Requirement:
Copy out each line of the material below with no changes.
━━━ Source data ━━━
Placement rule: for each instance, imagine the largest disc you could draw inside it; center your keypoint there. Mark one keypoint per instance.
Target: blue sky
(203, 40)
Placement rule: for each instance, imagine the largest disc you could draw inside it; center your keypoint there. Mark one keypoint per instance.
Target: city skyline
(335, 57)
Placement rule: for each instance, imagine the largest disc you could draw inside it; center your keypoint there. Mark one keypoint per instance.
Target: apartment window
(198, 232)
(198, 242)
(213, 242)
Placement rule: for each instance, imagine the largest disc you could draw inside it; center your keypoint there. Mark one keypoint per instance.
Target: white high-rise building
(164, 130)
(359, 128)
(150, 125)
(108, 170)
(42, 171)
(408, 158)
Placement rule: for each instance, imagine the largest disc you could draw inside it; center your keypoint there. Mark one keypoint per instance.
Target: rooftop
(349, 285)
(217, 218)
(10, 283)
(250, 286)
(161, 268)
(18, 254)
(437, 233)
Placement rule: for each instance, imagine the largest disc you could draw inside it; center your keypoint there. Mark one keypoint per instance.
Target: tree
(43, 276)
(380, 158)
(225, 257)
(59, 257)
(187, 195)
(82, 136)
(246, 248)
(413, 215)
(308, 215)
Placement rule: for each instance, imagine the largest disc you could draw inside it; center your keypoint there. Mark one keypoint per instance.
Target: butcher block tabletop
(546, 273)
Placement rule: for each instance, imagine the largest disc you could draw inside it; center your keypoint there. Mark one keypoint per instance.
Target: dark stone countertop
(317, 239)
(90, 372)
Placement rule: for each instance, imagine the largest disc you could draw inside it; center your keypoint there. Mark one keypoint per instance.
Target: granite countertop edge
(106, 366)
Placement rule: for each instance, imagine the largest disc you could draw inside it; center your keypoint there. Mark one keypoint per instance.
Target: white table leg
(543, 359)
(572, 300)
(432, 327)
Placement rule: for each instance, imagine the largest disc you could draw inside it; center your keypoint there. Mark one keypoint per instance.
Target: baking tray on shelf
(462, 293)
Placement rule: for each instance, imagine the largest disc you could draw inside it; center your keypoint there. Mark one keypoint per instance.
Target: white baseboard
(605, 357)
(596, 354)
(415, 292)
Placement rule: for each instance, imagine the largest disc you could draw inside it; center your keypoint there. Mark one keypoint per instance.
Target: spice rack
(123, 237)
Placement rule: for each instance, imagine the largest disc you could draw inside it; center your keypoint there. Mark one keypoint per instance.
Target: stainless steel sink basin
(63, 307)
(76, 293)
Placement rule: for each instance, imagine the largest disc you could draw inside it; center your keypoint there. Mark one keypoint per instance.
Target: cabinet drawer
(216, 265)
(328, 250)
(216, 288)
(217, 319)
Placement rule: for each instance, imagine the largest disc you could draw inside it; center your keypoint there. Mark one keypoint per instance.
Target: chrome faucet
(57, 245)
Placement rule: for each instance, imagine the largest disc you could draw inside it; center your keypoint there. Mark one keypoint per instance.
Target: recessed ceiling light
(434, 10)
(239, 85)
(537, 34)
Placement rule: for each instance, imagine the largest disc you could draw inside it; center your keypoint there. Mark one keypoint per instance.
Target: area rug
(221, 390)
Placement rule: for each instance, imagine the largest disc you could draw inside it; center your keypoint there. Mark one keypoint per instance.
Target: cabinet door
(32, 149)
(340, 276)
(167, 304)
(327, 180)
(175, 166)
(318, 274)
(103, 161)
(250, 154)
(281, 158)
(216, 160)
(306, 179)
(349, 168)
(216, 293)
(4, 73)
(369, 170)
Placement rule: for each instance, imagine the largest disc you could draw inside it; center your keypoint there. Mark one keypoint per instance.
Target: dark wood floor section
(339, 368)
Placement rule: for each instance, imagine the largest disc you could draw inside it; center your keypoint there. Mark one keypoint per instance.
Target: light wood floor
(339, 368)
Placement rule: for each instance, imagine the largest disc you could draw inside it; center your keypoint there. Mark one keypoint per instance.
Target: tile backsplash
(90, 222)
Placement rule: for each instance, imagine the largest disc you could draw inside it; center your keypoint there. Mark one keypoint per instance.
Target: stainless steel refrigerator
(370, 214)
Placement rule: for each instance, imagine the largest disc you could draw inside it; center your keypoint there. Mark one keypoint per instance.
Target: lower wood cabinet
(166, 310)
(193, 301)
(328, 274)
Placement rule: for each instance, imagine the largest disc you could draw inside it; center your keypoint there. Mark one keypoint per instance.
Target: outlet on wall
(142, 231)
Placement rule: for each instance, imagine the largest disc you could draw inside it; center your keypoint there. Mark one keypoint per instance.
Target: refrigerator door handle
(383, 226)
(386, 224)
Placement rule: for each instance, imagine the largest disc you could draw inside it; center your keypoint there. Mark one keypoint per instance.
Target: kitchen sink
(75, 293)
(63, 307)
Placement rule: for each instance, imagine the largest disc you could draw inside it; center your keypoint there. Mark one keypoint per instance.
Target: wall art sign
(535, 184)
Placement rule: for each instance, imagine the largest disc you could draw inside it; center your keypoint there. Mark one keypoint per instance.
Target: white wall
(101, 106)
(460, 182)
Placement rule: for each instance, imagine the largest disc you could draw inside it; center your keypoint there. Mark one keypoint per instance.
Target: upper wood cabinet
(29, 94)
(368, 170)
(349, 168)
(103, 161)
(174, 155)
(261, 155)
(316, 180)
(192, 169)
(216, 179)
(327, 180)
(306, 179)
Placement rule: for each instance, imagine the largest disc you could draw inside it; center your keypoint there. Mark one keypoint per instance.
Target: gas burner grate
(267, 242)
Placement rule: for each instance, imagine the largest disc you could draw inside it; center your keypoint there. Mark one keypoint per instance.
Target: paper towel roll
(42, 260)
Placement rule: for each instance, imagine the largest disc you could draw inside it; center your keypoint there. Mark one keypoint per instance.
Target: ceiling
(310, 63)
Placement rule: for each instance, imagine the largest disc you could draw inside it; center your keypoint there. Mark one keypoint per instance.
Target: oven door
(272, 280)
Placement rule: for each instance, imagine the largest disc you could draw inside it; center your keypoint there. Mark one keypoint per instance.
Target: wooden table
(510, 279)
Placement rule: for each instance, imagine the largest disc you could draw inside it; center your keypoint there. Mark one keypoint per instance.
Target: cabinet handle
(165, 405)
━━━
Solution to the problem:
Placement rule: for each instance, imagine the largest disc you could draw inside it; center your keypoint there. Mark one keypoint per instance.
Target: blue sky
(203, 40)
Placement rule: for each instance, imagine the largest disc you could draw inside it; center your keypoint there. Mark one keypoint per instance.
Target: city skyline
(335, 57)
Placement rule: for each instance, imagine the largest disc you could draw inside it; center your keypoint there. Mark one keypoint per instance.
Target: apartment window
(198, 232)
(198, 242)
(213, 242)
Placement rule: for each instance, imagine the largest disc you could draw inside it; center your keypoint there. Mark one keypoint per instance.
Target: white high-rise building
(164, 130)
(359, 128)
(150, 125)
(108, 170)
(42, 171)
(408, 158)
Placement rule: for each instance, imagine the largest disc you could draw inside it; center your keypoint there. Mark one keypoint per instance.
Target: rooftop
(349, 285)
(217, 218)
(10, 283)
(250, 286)
(161, 268)
(18, 254)
(437, 233)
Placement rule: for each instance, imagine the largest disc you could draw inside it; center your keypoint there. Mark one keypoint per instance.
Target: tree
(43, 276)
(380, 158)
(225, 257)
(59, 257)
(187, 195)
(82, 136)
(246, 248)
(413, 215)
(308, 215)
Placement rule: for each instance, imagine the largest disc you could draw inside it; center your keypoint there. Mark one keypoint per instance.
Target: butcher block tabletop
(546, 273)
Placement rule: for each instance, imagine the largest disc you could draw inside it; center your keypoint there. Mark one keypoint per instance.
Target: dark stone countertop
(317, 239)
(90, 372)
Placement rule: for each instance, imagine the largest disc you could draw inside it; center your keypoint there. Mark one keypoint per instance.
Target: granite countertop edge
(106, 366)
Placement rule: for each instance, imagine the largest disc you could draw inside it; center your keypoint there. Mark one keypoint per instance.
Target: white table leg
(543, 359)
(572, 300)
(432, 327)
Placement rule: for each instance, imagine the largest disc you could draw inside it; center your keypoint there. Mark one keypoint per instance.
Target: baking tray on shelf
(462, 293)
Placement rule: for each instance, imagine the largest disc you could draw inside it; center your keypoint there. Mark one keypoint per instance.
Target: white baseboard
(605, 357)
(596, 354)
(415, 292)
Placement rule: for each instance, imagine the largest disc you could draw inside it; center your keypoint there. Mark one keypoint per instance.
Target: spice rack
(123, 237)
Placement rule: for each instance, imagine the largest disc you could draw inside it; center your keypoint there. Mark one keypoint per instance.
Target: stainless steel sink basin
(63, 307)
(76, 293)
Placement rule: for each instance, imagine the largest disc you could draw inside it; center your keypoint there. Mark one keypoint per instance.
Target: cabinet drawer
(216, 265)
(328, 250)
(216, 288)
(217, 319)
Placement rule: for each instance, imagine the largest disc you could draw inside it; center your keypoint there. Mark one keypoint per instance.
Target: chrome faucet
(57, 245)
Placement rule: for each instance, imagine the largest disc you could draw inside it; center your keypoint there. Mark one keypoint per instance.
Target: recessed ceiling light
(434, 10)
(239, 85)
(537, 34)
Placement rule: for each instance, imagine the largest disc you could draw inside it; center your keypoint there. Mark one keypoint per instance.
Target: area rug
(221, 390)
Placement rule: for each instance, imagine the largest disc you could draw inside it; center your keypoint there. Mark one keypoint per instance.
Target: cabinet door
(32, 149)
(340, 276)
(167, 304)
(327, 180)
(175, 166)
(318, 274)
(103, 161)
(250, 154)
(281, 158)
(216, 160)
(306, 179)
(349, 168)
(216, 293)
(4, 73)
(369, 170)
Placement rule: for each instance, imagine the largest disc you could draw inside it; center your keypoint there. Mark one keypoint per instance.
Target: dark wood floor section
(339, 368)
Placement rule: for each instance, imagine the largest disc you could draw inside it; center your keypoint there. Mark one keypoint per instance.
Target: light wood floor
(339, 368)
Placement rule: for each instance, imagine the largest disc you could draw inside it; center your keypoint there. Mark one keypoint per instance.
Target: tile backsplash
(90, 222)
Placement rule: for each instance, imagine the largest disc you could draw inside it; center your keypoint there. Mark one keypoint per instance.
Target: stainless steel refrigerator
(370, 214)
Placement rule: for each instance, imagine the largest disc you could draw inside it; center your keypoint there. Mark one keypoint per instance.
Target: lower wood cabinet
(166, 310)
(193, 301)
(328, 274)
Placement rule: for each instance, imagine the largest disc you could draw inside it; center your keypoint there. Mark one keypoint per instance.
Target: outlet on wall
(142, 231)
Placement rule: for each instance, imagine the largest disc you could draw inside it; center your keypoint there. Mark one keypoint per instance.
Target: refrigerator door handle
(383, 226)
(386, 224)
Placement rule: for each instance, imagine the largest disc you could draw inside it; center your keypoint there. Mark one keypoint per instance.
Target: kitchen sink
(75, 293)
(63, 307)
Placement rule: for each instance, imagine the largest disc you could draw inside it; center your keypoint there. Mark one keypoint per instance.
Target: wall art sign
(535, 184)
Placement rule: for each instance, imagine the largest disc you could draw inside it; center your keypoint there. Mark one keypoint per instance.
Target: white wall
(101, 106)
(460, 182)
Placement rule: for each instance, imagine the largest disc you could draw inside it; center your keypoint there. Mark one keypoint per instance.
Target: upper wood cabinet
(29, 94)
(368, 170)
(349, 168)
(103, 161)
(174, 155)
(261, 155)
(316, 180)
(192, 169)
(216, 179)
(327, 180)
(306, 179)
Placement rule: for each instance, imagine the largest disc you could draw inside it; center your keypoint there. Mark one keypoint per instance.
Target: gas burner grate
(267, 242)
Placement rule: for each instance, imagine the largest disc you could draw inside it; center your keypoint there. Mark one keypoint per instance.
Target: paper towel roll
(42, 260)
Placement rule: for each instance, imagine the largest disc you could draw inside it; center your keypoint there. Mark one keypoint per instance.
Target: ceiling
(310, 63)
Placement rule: for each instance, imagine the largest disc you could draw inside it; center your keypoint there. Mark one keypoint per instance.
Target: oven door
(272, 280)
Placement rule: for each instance, imagine the largest disc you could draw inside it; center your keypoint there. Mark one keypoint per instance.
Target: wooden table
(510, 279)
Placement rule: for each instance, imagine the largest disc you could draw inside it; center your keypoint there. Mark one keypoint per instance.
Target: cabinet handle
(165, 405)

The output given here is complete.